WHAT YOU NEED TO DO — Quote the whole listing word for word, please.

(Collection entries)
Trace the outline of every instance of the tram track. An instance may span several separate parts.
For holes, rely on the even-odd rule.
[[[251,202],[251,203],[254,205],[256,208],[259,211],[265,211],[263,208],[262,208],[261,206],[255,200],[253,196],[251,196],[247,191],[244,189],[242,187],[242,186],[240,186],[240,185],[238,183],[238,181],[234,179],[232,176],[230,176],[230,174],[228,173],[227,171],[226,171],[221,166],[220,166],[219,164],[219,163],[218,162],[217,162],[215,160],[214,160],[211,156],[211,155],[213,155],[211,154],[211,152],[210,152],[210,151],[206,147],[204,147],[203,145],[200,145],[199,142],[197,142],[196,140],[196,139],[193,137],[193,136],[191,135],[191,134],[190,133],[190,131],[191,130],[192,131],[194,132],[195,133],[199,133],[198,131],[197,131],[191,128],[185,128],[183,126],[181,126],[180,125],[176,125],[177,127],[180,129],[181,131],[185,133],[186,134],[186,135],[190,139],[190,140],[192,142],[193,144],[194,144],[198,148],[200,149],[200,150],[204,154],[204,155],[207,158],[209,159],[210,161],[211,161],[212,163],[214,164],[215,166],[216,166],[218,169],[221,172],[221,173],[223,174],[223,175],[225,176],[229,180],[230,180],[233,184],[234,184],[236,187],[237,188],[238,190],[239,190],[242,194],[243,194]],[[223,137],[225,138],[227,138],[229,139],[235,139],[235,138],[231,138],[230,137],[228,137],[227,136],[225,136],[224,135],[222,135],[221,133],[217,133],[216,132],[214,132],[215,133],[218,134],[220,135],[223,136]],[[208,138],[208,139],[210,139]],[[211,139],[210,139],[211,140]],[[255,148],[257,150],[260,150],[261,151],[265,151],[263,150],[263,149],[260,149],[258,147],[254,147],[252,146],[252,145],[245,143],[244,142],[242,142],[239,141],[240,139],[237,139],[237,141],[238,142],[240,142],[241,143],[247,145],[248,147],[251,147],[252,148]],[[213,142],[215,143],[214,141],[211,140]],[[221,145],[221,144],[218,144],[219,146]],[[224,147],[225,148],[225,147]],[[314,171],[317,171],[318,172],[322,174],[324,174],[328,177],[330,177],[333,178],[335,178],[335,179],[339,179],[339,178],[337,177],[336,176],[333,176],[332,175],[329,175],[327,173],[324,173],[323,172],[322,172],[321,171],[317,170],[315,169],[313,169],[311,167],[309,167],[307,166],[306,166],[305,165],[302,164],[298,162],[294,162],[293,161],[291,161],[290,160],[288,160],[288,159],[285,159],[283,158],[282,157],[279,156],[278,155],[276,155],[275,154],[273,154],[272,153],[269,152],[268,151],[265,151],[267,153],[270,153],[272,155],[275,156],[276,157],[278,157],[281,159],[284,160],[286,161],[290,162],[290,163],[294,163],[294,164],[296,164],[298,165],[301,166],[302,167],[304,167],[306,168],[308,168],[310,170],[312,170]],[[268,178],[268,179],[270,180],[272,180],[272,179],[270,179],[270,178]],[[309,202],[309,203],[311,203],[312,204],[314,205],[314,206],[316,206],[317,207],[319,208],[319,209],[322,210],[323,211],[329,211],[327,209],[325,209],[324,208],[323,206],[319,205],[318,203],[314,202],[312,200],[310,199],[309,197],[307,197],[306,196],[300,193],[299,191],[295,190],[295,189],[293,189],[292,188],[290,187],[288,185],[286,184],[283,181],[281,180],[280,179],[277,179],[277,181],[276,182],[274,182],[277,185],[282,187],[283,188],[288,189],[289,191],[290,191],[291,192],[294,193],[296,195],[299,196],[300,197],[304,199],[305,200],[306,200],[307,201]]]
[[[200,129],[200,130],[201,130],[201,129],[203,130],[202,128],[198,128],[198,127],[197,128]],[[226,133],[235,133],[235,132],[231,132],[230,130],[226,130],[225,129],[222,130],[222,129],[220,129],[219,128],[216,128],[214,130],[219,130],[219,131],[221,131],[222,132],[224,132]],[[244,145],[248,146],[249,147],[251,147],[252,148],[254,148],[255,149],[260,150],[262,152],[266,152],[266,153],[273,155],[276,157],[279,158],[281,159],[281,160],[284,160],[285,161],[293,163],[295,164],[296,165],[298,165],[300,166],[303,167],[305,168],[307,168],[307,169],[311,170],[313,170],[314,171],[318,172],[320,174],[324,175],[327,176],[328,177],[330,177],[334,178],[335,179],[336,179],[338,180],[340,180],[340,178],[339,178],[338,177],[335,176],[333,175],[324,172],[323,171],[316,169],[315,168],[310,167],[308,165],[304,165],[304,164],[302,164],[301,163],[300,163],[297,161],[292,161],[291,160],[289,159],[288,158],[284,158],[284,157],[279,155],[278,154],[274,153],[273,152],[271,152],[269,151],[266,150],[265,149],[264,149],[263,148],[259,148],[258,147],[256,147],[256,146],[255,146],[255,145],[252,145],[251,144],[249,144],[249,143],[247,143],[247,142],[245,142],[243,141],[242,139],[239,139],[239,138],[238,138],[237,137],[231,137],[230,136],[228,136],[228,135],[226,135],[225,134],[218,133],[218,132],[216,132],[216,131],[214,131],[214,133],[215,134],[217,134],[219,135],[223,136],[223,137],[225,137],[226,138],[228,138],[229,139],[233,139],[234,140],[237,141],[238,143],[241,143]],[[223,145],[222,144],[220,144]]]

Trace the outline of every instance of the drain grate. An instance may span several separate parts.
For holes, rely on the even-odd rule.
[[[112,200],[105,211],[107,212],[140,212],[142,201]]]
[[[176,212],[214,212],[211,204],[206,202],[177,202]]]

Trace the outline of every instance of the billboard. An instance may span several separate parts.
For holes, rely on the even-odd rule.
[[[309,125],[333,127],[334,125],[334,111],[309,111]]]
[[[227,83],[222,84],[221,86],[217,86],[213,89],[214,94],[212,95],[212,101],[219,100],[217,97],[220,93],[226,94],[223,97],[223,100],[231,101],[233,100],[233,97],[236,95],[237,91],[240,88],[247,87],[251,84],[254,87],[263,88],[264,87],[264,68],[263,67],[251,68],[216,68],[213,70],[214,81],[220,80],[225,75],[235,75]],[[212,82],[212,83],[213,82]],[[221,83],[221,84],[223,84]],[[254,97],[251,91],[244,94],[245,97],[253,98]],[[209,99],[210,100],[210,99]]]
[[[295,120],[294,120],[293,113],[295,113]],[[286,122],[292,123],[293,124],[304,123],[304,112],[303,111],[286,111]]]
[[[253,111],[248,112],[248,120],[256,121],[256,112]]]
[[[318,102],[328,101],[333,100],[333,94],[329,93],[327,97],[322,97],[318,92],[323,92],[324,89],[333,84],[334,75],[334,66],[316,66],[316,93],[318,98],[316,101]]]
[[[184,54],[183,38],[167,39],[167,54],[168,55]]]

RESPONSE FOR THIS EXERCISE —
Trace the outline of every instance of the tram track. An instance may span several separate parts.
For holes, rely on the even-odd rule.
[[[251,202],[251,203],[254,205],[256,208],[259,211],[265,211],[263,208],[262,208],[261,206],[255,200],[253,196],[251,196],[247,191],[244,189],[242,187],[242,186],[240,186],[240,185],[238,183],[238,181],[234,179],[232,176],[230,176],[230,174],[228,173],[227,171],[226,171],[221,166],[220,166],[219,164],[219,163],[218,162],[217,162],[215,160],[214,160],[211,156],[211,155],[213,155],[211,154],[211,152],[210,152],[210,151],[206,147],[204,147],[203,145],[200,145],[199,142],[197,142],[196,140],[196,139],[193,137],[193,136],[191,135],[191,134],[190,133],[190,131],[191,130],[192,131],[194,132],[195,133],[199,133],[198,131],[197,131],[191,128],[185,128],[183,126],[181,126],[180,125],[176,125],[177,127],[180,129],[181,131],[185,133],[186,134],[186,135],[190,139],[190,140],[192,142],[193,144],[194,144],[198,148],[200,149],[200,150],[204,154],[204,155],[207,158],[209,159],[210,161],[211,161],[212,163],[214,164],[215,166],[216,166],[218,169],[221,172],[221,173],[223,174],[223,175],[225,176],[229,180],[230,180],[233,184],[234,184],[236,187],[237,188],[238,190],[239,190],[242,194],[243,194]],[[223,137],[225,138],[227,138],[229,139],[235,139],[235,138],[231,138],[230,137],[228,137],[227,136],[225,136],[224,135],[222,135],[221,133],[217,133],[216,132],[214,132],[215,133],[218,134],[220,135],[223,136]],[[208,138],[208,139],[210,139]],[[211,139],[210,139],[211,140]],[[255,148],[257,150],[260,150],[261,151],[265,151],[263,150],[263,149],[260,149],[258,147],[254,147],[252,146],[252,145],[245,143],[244,142],[242,142],[239,141],[240,139],[237,139],[237,141],[238,142],[240,142],[241,143],[247,145],[248,147],[251,147],[252,148]],[[213,142],[215,143],[214,141],[211,140]],[[221,145],[221,144],[218,144],[219,146]],[[224,147],[225,148],[225,147]],[[314,171],[317,171],[318,172],[322,174],[324,174],[328,177],[330,177],[333,178],[335,178],[335,179],[339,179],[339,178],[337,177],[336,176],[333,176],[332,175],[329,175],[327,173],[324,173],[323,172],[322,172],[321,171],[317,170],[315,169],[313,169],[311,167],[309,167],[307,166],[306,166],[305,165],[302,164],[298,162],[294,162],[293,161],[291,161],[290,160],[288,160],[288,159],[285,159],[283,158],[282,157],[279,156],[278,155],[276,155],[275,154],[273,154],[272,153],[269,152],[268,151],[265,151],[267,153],[270,153],[272,155],[275,156],[276,157],[278,157],[281,159],[284,160],[286,161],[290,162],[290,163],[294,163],[294,164],[296,164],[298,165],[301,166],[302,167],[304,167],[306,168],[308,168],[310,170],[312,170]],[[268,178],[268,179],[270,180],[272,180],[272,179],[270,179],[270,178]],[[309,202],[309,203],[311,203],[312,204],[314,205],[314,206],[316,206],[317,207],[319,208],[319,209],[322,210],[323,211],[329,211],[327,209],[325,209],[324,208],[323,206],[319,205],[318,203],[314,202],[312,200],[310,199],[309,197],[307,197],[306,196],[300,193],[299,191],[295,190],[295,189],[293,189],[292,188],[290,187],[288,185],[286,184],[283,181],[281,180],[280,179],[277,179],[277,181],[276,182],[274,182],[277,185],[282,187],[283,188],[288,189],[289,191],[290,191],[291,192],[294,193],[296,195],[299,196],[300,197],[304,199],[305,200],[306,200],[307,201]]]
[[[200,129],[200,130],[201,130],[201,129],[203,130],[202,128],[198,128],[198,127],[197,128]],[[226,133],[235,133],[235,132],[231,132],[230,130],[226,130],[225,129],[222,130],[222,129],[220,129],[219,128],[216,128],[214,130],[219,130],[219,131],[221,131],[222,132],[224,132]],[[244,145],[248,146],[249,147],[251,147],[252,148],[254,148],[255,149],[260,150],[262,152],[266,152],[266,153],[273,155],[276,157],[279,158],[281,159],[281,160],[284,160],[285,161],[293,163],[295,164],[296,165],[298,165],[300,166],[303,167],[305,168],[307,168],[307,169],[311,170],[313,170],[314,171],[318,172],[320,174],[324,175],[327,176],[328,177],[330,177],[334,178],[335,179],[336,179],[338,180],[340,180],[340,178],[339,178],[338,177],[335,176],[333,175],[324,172],[323,171],[316,169],[315,168],[310,167],[308,165],[304,165],[304,164],[302,164],[301,163],[300,163],[297,161],[292,161],[291,160],[289,159],[288,158],[284,158],[284,157],[279,155],[278,154],[274,153],[273,152],[271,152],[269,151],[266,150],[265,149],[264,149],[263,148],[259,148],[258,147],[256,147],[256,146],[255,146],[255,145],[252,145],[251,144],[249,144],[249,143],[247,143],[247,142],[245,142],[243,141],[242,139],[239,139],[239,138],[238,138],[237,137],[231,137],[230,136],[228,136],[228,135],[226,135],[225,134],[218,133],[218,132],[216,132],[216,131],[214,131],[214,133],[215,134],[217,134],[219,135],[223,136],[223,137],[225,137],[226,138],[228,138],[229,139],[233,139],[234,140],[237,141],[238,143],[241,143]],[[223,145],[222,144],[220,144]]]

Trace the outline of every instance of the drain grate. An instance may span several separate parts.
For holes, rely on the even-odd rule.
[[[112,200],[105,211],[107,212],[140,212],[142,201]]]
[[[176,212],[214,212],[211,204],[206,202],[177,202]]]

Trace the outline of every instance of the billboard. An instance may span several separate parts.
For holes, rely on the even-odd rule.
[[[309,125],[333,127],[334,125],[334,111],[309,111]]]
[[[227,83],[222,84],[221,86],[217,86],[213,89],[214,94],[212,95],[212,101],[219,100],[217,97],[220,93],[226,94],[223,97],[223,100],[231,101],[233,100],[233,97],[236,95],[237,91],[240,88],[247,87],[251,84],[254,87],[263,88],[264,87],[264,68],[263,67],[251,68],[216,68],[213,70],[214,81],[220,80],[225,75],[235,75]],[[212,82],[212,83],[213,82]],[[221,83],[221,84],[223,84]],[[254,97],[251,91],[244,94],[245,97],[253,98]],[[209,99],[210,100],[210,99]]]
[[[295,120],[294,120],[293,113],[295,113]],[[286,122],[292,123],[293,124],[304,123],[304,112],[303,111],[286,111]]]
[[[253,111],[248,112],[248,120],[256,121],[256,112]]]
[[[318,102],[328,101],[333,100],[333,94],[329,93],[327,97],[322,97],[318,92],[323,92],[324,89],[333,84],[334,75],[334,66],[316,66],[316,93],[318,98],[316,101]]]
[[[184,54],[183,38],[167,39],[167,54],[168,55]]]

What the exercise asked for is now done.